#### [Record excerpts]
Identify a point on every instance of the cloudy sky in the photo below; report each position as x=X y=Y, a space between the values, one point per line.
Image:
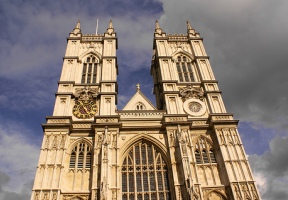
x=246 y=41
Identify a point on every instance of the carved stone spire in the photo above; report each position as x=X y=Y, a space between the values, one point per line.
x=110 y=24
x=157 y=28
x=78 y=25
x=138 y=87
x=77 y=29
x=110 y=28
x=190 y=30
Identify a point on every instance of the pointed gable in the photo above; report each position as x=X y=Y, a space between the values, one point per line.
x=139 y=102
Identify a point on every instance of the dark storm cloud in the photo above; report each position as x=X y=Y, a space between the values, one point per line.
x=247 y=42
x=271 y=171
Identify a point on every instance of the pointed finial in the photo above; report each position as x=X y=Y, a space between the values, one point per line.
x=158 y=30
x=190 y=30
x=110 y=29
x=188 y=25
x=110 y=24
x=78 y=24
x=77 y=29
x=138 y=87
x=157 y=25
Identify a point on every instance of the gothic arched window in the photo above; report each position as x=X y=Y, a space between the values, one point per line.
x=80 y=156
x=204 y=152
x=140 y=106
x=144 y=174
x=89 y=72
x=184 y=69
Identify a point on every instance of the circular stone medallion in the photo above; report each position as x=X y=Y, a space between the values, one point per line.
x=194 y=107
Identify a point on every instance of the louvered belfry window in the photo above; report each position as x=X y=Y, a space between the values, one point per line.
x=80 y=156
x=89 y=72
x=144 y=174
x=184 y=69
x=204 y=152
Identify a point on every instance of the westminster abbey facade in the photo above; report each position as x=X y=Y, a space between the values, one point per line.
x=185 y=147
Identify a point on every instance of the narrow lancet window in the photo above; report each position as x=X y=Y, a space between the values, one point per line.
x=80 y=156
x=145 y=174
x=89 y=72
x=204 y=153
x=184 y=69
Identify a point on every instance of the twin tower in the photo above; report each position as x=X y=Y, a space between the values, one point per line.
x=185 y=147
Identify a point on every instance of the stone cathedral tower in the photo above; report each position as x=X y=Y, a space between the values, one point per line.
x=187 y=147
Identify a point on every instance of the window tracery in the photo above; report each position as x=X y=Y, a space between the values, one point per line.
x=140 y=106
x=89 y=72
x=80 y=156
x=144 y=174
x=184 y=69
x=204 y=152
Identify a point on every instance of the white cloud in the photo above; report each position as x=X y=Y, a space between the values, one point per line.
x=247 y=44
x=271 y=171
x=18 y=157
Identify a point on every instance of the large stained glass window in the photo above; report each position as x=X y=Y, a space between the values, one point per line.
x=89 y=71
x=144 y=174
x=184 y=69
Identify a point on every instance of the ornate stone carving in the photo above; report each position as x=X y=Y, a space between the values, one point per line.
x=54 y=196
x=191 y=92
x=62 y=142
x=81 y=125
x=45 y=196
x=103 y=189
x=36 y=196
x=85 y=106
x=141 y=114
x=47 y=142
x=55 y=142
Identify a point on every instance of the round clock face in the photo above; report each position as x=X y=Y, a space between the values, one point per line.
x=84 y=109
x=194 y=107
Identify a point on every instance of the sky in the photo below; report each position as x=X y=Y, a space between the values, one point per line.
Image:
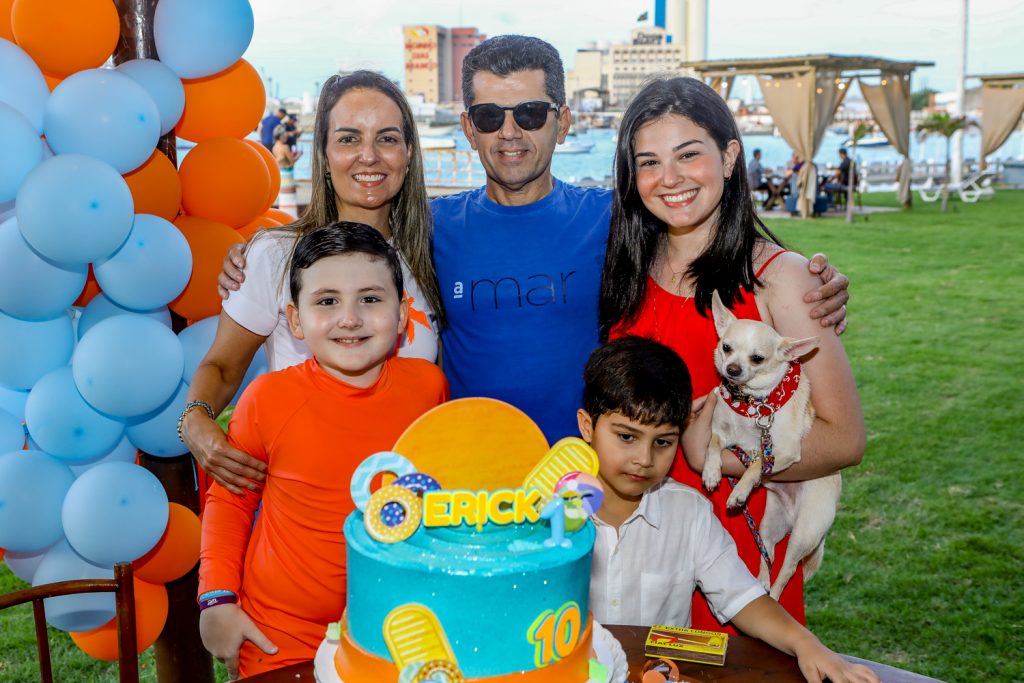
x=298 y=43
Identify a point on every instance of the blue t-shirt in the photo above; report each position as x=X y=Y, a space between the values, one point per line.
x=266 y=130
x=520 y=288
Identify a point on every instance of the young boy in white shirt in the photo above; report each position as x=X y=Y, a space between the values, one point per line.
x=658 y=540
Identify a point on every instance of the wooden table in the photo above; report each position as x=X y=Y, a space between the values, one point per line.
x=749 y=660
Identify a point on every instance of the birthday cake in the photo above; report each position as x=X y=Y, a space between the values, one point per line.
x=484 y=582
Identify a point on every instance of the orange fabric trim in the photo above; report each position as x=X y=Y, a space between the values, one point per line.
x=354 y=665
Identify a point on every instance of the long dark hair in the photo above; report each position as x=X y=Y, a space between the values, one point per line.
x=727 y=263
x=412 y=225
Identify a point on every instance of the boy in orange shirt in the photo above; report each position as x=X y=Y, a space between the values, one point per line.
x=268 y=590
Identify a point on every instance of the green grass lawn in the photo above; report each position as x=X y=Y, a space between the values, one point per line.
x=924 y=566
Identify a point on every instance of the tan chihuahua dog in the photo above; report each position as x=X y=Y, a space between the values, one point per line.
x=762 y=412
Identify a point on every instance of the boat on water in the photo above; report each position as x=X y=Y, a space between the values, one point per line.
x=876 y=140
x=573 y=147
x=431 y=142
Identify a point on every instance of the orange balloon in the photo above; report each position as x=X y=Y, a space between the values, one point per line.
x=255 y=225
x=156 y=186
x=279 y=215
x=229 y=102
x=177 y=550
x=151 y=614
x=52 y=81
x=5 y=30
x=223 y=179
x=272 y=169
x=90 y=290
x=66 y=36
x=209 y=242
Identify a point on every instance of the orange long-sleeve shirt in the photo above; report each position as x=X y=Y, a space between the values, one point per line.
x=312 y=430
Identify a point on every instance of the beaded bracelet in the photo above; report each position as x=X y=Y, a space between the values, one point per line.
x=190 y=404
x=225 y=598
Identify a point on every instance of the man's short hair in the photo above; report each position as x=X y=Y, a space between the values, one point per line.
x=341 y=237
x=640 y=379
x=504 y=55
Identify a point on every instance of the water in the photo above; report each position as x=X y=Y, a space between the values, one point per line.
x=775 y=153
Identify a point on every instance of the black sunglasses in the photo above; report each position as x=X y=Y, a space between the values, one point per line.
x=529 y=116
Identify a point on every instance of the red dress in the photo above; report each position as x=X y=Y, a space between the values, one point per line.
x=674 y=321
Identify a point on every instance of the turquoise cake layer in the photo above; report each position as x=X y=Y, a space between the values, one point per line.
x=487 y=588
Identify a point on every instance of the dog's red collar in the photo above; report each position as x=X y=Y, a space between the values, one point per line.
x=763 y=409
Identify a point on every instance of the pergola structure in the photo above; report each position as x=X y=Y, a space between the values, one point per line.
x=802 y=94
x=1003 y=104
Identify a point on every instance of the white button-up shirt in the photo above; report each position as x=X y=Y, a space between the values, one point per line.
x=645 y=571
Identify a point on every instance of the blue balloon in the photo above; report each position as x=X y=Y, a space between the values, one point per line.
x=13 y=401
x=163 y=85
x=122 y=453
x=11 y=432
x=32 y=287
x=64 y=425
x=23 y=151
x=197 y=339
x=24 y=565
x=33 y=486
x=82 y=611
x=101 y=113
x=22 y=84
x=29 y=349
x=100 y=308
x=128 y=366
x=150 y=269
x=157 y=433
x=198 y=38
x=115 y=512
x=74 y=209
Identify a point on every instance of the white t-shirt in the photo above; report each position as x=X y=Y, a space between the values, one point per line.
x=645 y=573
x=259 y=306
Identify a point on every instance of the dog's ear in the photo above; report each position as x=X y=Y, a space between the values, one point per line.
x=793 y=349
x=723 y=316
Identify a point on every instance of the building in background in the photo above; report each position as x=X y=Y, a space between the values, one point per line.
x=433 y=60
x=463 y=40
x=615 y=73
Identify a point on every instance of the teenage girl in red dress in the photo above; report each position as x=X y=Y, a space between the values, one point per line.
x=683 y=224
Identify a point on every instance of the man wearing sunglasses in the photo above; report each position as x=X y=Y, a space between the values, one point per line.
x=519 y=260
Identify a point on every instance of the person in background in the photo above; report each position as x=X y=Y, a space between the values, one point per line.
x=268 y=125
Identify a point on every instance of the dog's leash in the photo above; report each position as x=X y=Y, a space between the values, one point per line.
x=753 y=525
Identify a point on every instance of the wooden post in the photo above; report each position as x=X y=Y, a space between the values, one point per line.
x=180 y=655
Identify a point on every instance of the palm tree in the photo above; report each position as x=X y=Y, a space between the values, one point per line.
x=941 y=123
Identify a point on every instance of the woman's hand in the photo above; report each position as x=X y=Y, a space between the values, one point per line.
x=223 y=629
x=231 y=276
x=834 y=294
x=229 y=467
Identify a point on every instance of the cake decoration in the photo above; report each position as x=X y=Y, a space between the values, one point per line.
x=486 y=522
x=387 y=525
x=379 y=463
x=567 y=455
x=414 y=635
x=555 y=634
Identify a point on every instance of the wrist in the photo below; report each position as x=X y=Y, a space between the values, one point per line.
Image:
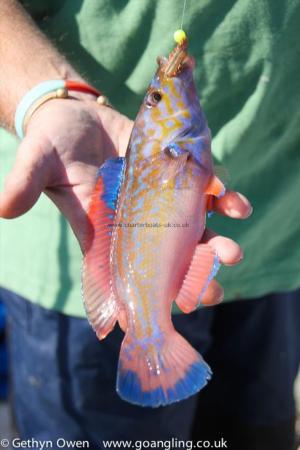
x=53 y=90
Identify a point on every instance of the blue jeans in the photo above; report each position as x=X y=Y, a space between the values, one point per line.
x=63 y=378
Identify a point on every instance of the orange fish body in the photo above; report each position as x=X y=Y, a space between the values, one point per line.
x=148 y=213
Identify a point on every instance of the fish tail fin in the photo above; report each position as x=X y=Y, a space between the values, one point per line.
x=159 y=373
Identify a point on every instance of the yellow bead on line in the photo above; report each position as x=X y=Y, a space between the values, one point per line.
x=179 y=36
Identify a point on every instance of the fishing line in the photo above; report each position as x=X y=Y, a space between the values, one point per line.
x=183 y=12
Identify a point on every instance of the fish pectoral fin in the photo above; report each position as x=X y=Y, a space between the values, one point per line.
x=215 y=187
x=204 y=266
x=100 y=304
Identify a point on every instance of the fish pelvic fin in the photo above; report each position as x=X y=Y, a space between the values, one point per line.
x=161 y=373
x=101 y=306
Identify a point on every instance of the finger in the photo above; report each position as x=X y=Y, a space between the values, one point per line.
x=213 y=295
x=25 y=182
x=233 y=204
x=229 y=252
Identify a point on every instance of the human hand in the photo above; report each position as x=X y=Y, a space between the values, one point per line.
x=65 y=143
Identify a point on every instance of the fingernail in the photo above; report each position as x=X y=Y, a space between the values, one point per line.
x=246 y=203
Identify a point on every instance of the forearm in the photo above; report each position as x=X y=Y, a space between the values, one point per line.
x=27 y=58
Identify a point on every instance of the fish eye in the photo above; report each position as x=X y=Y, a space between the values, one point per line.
x=153 y=98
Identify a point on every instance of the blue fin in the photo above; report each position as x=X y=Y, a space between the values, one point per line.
x=112 y=172
x=156 y=376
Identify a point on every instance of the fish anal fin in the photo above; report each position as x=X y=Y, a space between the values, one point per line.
x=204 y=266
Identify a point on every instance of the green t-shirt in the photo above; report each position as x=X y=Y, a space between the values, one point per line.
x=248 y=65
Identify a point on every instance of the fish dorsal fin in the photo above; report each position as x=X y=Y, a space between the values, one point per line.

#### [What you will do]
Convert the lines above, from the line containing "Identify a point on every instance of the beaded" up to and including the line containing "x=775 y=153", into a Markdown table with two columns, Row and Line, numbering each row and omitting any blank lines.

#### [Answer in full]
| Row | Line |
|---|---|
| 1 | Identify a point on every instance of the beaded bracelet in the photo above; report each position as x=X y=Y, a space between the values, one point per line. |
| 2 | x=190 y=404 |
| 3 | x=225 y=598 |
| 4 | Identify a point on every instance of the man's short hair in the photo above; report each position as x=X y=Y, a space between the values, one point per line. |
| 5 | x=341 y=237 |
| 6 | x=640 y=379 |
| 7 | x=504 y=55 |
| 8 | Identify a point on every instance of the water in the photo above; report each position as x=X y=Y, a space between the values, one point per line. |
| 9 | x=775 y=153 |